Re: Squid acl access - neighbours & parents..

From: Andrew Stesin <[email protected]>
Date: Fri, 6 Sep 1996 11:13:42 +0300 (EET DST)

|
|
| Would you suggest that in.telnetd not ask for a password,
| and instead you packet filter at your gateways to allow only
| certain hosts?

        :-)

        Of course, FIRST OF ALL I'll set up an per-source-IP-based
        filtering on a board router. THAN another level comes in --
        a per-person level. Squid doesn't have one; or should it to?

        
| The router should not have to be reconfigured every time
| you add another piece of software,

        Pretty rare case.

| or every time you move the software to a different machine,

        Avoided by careful administration. Think what you are doing
        and you'll be Ok :)

| or configure a different port for the software to listen to,

        Even more rare case. Do you move your in.telnetd from
        one random port to another on a weekly basis?

| If a software service desires security,
| it needs to implement its own security,

        Why /bin/ls doesn't ask you for password each time you use it?

| rather than coming with an instruction book: "Ok, if you have this kind of
| system, you implement security like this... and if you don't, well
| go figure it out for yourself!"

        Ok, suppose your'e right. So your'e left with N software
        subsystems each with it's own security defence,
        all partially overlapped and highly incompatible.
        It would be more of a headache than of security,
        beleive me. (Note what your firewall books tell you
        on this topic. The main concept of firewalling
        is to simplify things as far as possible,
        otherwise you lose the ability
        to manage all that many complex, nontrivial and
        incompatible thingies. And this approach _really_ works).

DATA:
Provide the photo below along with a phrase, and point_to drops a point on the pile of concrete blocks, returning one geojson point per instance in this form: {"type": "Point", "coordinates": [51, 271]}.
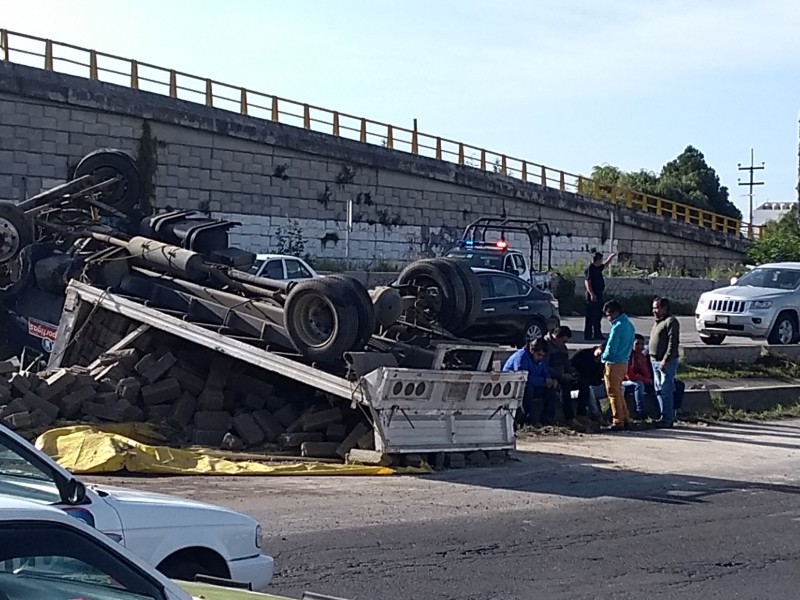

REQUIREMENT 1: Translate this sentence from the Squid access post into Spanish: "Do you move your in.telnetd from one random port to another on a weekly basis?"
REQUIREMENT 2:
Please answer these questions about the Squid access post.
(a) Who sent the message?
(b) What does the writer plan to set up first of all?
(c) According to the writer, what is the main concept of firewalling?
REQUIREMENT 3: Continue the Squid access post from its last sentence.

OUTPUT 1: ¿Mueves tu in.telnetd de un puerto aleatorio a otro cada semana?

OUTPUT 2:
(a) Andrew Stesin
(b) Per-source-IP-based filtering on a board router
(c) To simplify things as far as possible

OUTPUT 3:
| Yes you get slightly larger apps. The savings that you have in
| maintenance, though, far outweighs the extra disk space, memory, and
| cpu time it would consume.
| Experience tells me this (I do NOT work in
| an ivory tower), and these are features I look for in software that I
| use.

        In _maintenance_????? All _my_ experience votes against
        this. Either I'm missing something,
        or I'm a sysadmin of a different brand than you ;)

        In the case of "big" app like Squid we have a clear choice,
        given a very limited manpower and time resources
        of it's developers:

        a) efforts are spent _both_ on cache functionality _and_
           advanced (read: fascist :) ACL subsystem,
           which isn't critical for Squid's direct
           functionality and really is Yet-Another-Duplicate
           of packet filter functionality.

           This way both parts will be buggy for a much longer time.
           (non-linear time dependance on complexity!)

        b) ACLs are left alone in the state they are now,
           and the efforts are spent at better functionality
           of caching itself (is _everything_ Ok there? no more bugs
           in caching? memory management? performance-wise? oh God... ;)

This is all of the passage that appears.